Study text
::::::::::
The family member who can lower your baby’s risk of allergies.
Germs—such as viruses, bacteria, and parasites—are everywhere. But try not to worry too much: They can actually be good for your baby to a certain extent, since exposure to germs helps build her developing immune system. Each day, she’s naturally exposed to hundreds, possibly thousands, of new antigens—including dust, pollen, bacteria, and viruses—which trigger an automatic immune response. Vaccines, of course, expose her to still other antigens that will help her fend off dangerous diseases. The goal is to help strengthen and educate her immune system.
Continue to support your baby’s immune system. Breast milk provides your baby with a range of protective antibodies. If you’re formula feeding, look for a brand that has prebiotics, which feed the good bacteria that occur naturally in the digestive tract, where 70 percent of an infant’s immune system is located. Scientists believe prebiotics may support the developing immune system.
Ask your pediatrician for advice about starting on solids. Babies aren’t developmentally ready for solids until 4 to 6 months, with most experts considering 6 months the ideal time to begin gradually introducing them. Many pediatricians recommend introducing strained meats first, to help provide iron and other nutrients. However, most parents are used to introducing single-grain cereals and strained fruits and vegetables. After introducing a new food, it’s best to wait a few days before introducing another one in order to gauge whether there’s an intolerance. In the past, parents were advised to hold off on peanuts, eggs, and other common allergens until after the first birthday, but there is now clinical evidence that delaying impacts the risk of allergy. If there’s a family history of allergies, be sure to follow your pediatrician’s instructions. It’s always best to consult with your pediatrician for a recommendation individualized to your child.
Make sure your baby gets each dose in a vaccine series. Most routine childhood vaccines require multiple doses at set intervals. Vaccines work by mimicking a natural infection, teaching the body’s immune system how to fight off a given invader. Your doctor will review your baby’s record at well-baby visits and recommend changes to the schedule if your baby is ill or has missed any shots in a series.
Settle for a clean enough, not necessarily spotless, home. Many experts believe that the tendency in recent years toward over-sanitizing has contributed to the boom in childhood allergies. According to a well-regarded theory, known as the hygiene hypothesis, excessive cleanliness disrupts the natural development of the immune system by eradicating germs that in the past have allowed humans to develop protective antibodies.
Consider adding to your family even more—with a pet. Although it’s unclear exactly why, many studies have shown that kids who are raised with cats and dogs have fewer allergies and cases of asthma. One study of nearly 600 children found that those who had a furry pet were less likely to have allergies to the animal at 18 years of age—and that the effect was especially strong when pet ownership began in the first year of life. (The benefit was greatest among firstborns.)
Give a dropped pacifier a quick rinse. Some parents clean off a dropped pacifier in their own mouth before giving it to back to their baby. Studies show this isn’t a bad idea: In one, babies up to 6 months old whose parents used this approach had reduced risk of developing eczema at 18 and 36 months.
Don’t worry excessively about day care making your baby sick. Despite your best efforts, at some point your baby will get sick. All babies do; it’s part of growing up and developing a healthy immune system. While it’s true that babies who attend day care pick up more infections than those who stay at home, research shows that exposure to a variety of germs may in fact improve overall immune system function.
::::::::::
Information
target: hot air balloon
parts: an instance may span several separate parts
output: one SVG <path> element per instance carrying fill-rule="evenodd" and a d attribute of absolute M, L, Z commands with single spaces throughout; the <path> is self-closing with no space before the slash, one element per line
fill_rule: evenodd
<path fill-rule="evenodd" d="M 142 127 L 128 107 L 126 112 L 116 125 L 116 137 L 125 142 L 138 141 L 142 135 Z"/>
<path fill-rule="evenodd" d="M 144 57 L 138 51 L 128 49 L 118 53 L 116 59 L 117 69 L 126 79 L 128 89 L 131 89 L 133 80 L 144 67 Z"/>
::::::::::
Directions
A) Update the text on babies and germs starting at "Make sure your" and ending at "develop protective antibodies.", and put "cleanliness hypothesis" in place of "hygiene hypothesis".
B) Using the text on babies and germs, answer these:
(i) What percentage of an infant's immune system is located in the digestive tract?
(ii) About how many children took part in the pet study?
(iii) At what ages did babies whose parents cleaned a dropped pacifier in their own mouth have a reduced risk of eczema?
The lines stand apart from the text on babies and germs.

Answers by task
A)
Make sure your baby gets each dose in a vaccine series. Most routine childhood vaccines require multiple doses at set intervals. Vaccines work by mimicking a natural infection, teaching the body’s immune system how to fight off a given invader. Your doctor will review your baby’s record at well-baby visits and recommend changes to the schedule if your baby is ill or has missed any shots in a series.
Settle for a clean enough, not necessarily spotless, home. Many experts believe that the tendency in recent years toward over-sanitizing has contributed to the boom in childhood allergies. According to a well-regarded theory, known as the cleanliness hypothesis, excessive cleanliness disrupts the natural development of the immune system by eradicating germs that in the past have allowed humans to develop protective antibodies.

B)
(i) 70 percent
(ii) Nearly 600
(iii) 18 and 36 months